**Instructions for the task**:
Please name the hospital where, according to the news story about the Cornell Square Park shooting, Deonta' Howard was recovering.

** Opening Excerpted text block **

Deonta' Howard's Mother Says 3-Year-Old Shot in Gang Ambush Is 'Strong'
GARFIELD PARK — The mother of a 3-year-old boy shot Thursday with 12 others, in what police called a late-night gang ambush, said her son is slowly recovering from his devastating injuries.
Shamarah Leggett, 24, spoke to reporters outside Mount Sinai Hospital, where her son, Deonta' Howard, was recovering after he was shot in his face on the Cornell Square Park basketball court in the Back of the Yards neighborhood.
"As his mother, I can only be strong because he's strong," she said. "He's doing better than I expected. He's moving around, playing — he's back to Deonta'."
"He's definitely being Deonta'. He's all over the place," she said, smiling.
The side of Deonta's face is still swollen from the attack, his mother said. His eye is swollen shut, and he has stitches along his jaw and nose, but he is expected to recover.
He's up and moving, his mother said, but he will require surgeries and medical procedures for years to come.
Leggett talked about the frightening moments when shots from an assault rifle rang out in the park.
"We all was there, and I'm just seeing bodies drop left and right," she said. "I just stood there. I wanted to take off running, but all you heard was bullets hitting the ground."
As she searched for her son in the chaos, Leggett said she heard him calling out for her and finally saw the extent of his injuries.
Leggett said Deonta' was conscious and talking during the ordeal. He said, "Mom, they shot me," and tried to stand up several times before he was taken to the hospital," she said.
The Rev. Corey Brooks said a bullet struck near the back of the boy's ear, below his skull, before emerging from his jaw.
The mass shooting turned a national spotlight back on Chicago violence, a problem the city has been aggressively battling with new policing strategies and the seizure of illegal guns.
In a statement issued Friday, President Barack Obama said he was dismayed to hear about the shootings.
Leggett thanked Mayor Rahm Emanuel, who canceled a Friday meeting in Washington, D.C., and flew back to Chicago after the incident, where he later visited Deonta's family in the hospital and vowed "justice and prosecution under the full extent of the law" for the shooters.
"Our neighborhood was our home, and now we don't feel safe," Leggett said Tuesday night. "He always wanted to go to the park, but we don't have anywhere else to take him.
"It's gonna be awhile before we can overcome this," she said.
The family doesn't plan on ever returning to Cornell Square Park. Leggett said she hopes to move her two sons, Deonta' and his 9-year-old brother, away as soon as possible.
She had a few words for her attackers and other would-be shooters in Chicago: "I hope they can feel some sort of sympathy."
Four men were charged with three counts of attempted murder and three counts of aggravated battery with a firearm.

** Closing Excerpted text block **
** Opening Supplied data block **

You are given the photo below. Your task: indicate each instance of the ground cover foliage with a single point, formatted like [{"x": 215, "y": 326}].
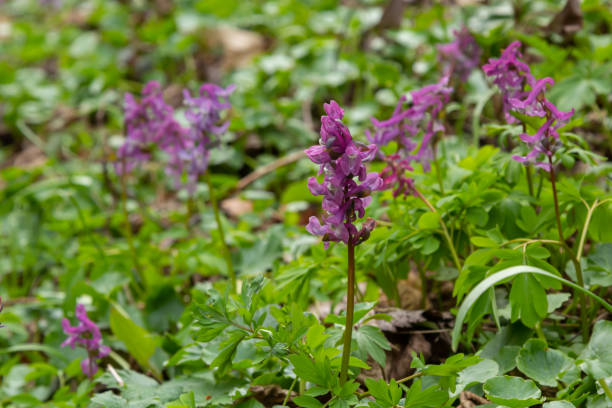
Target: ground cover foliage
[{"x": 450, "y": 246}]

** Closing Supplied data block **

**Output of the task**:
Mount Sinai Hospital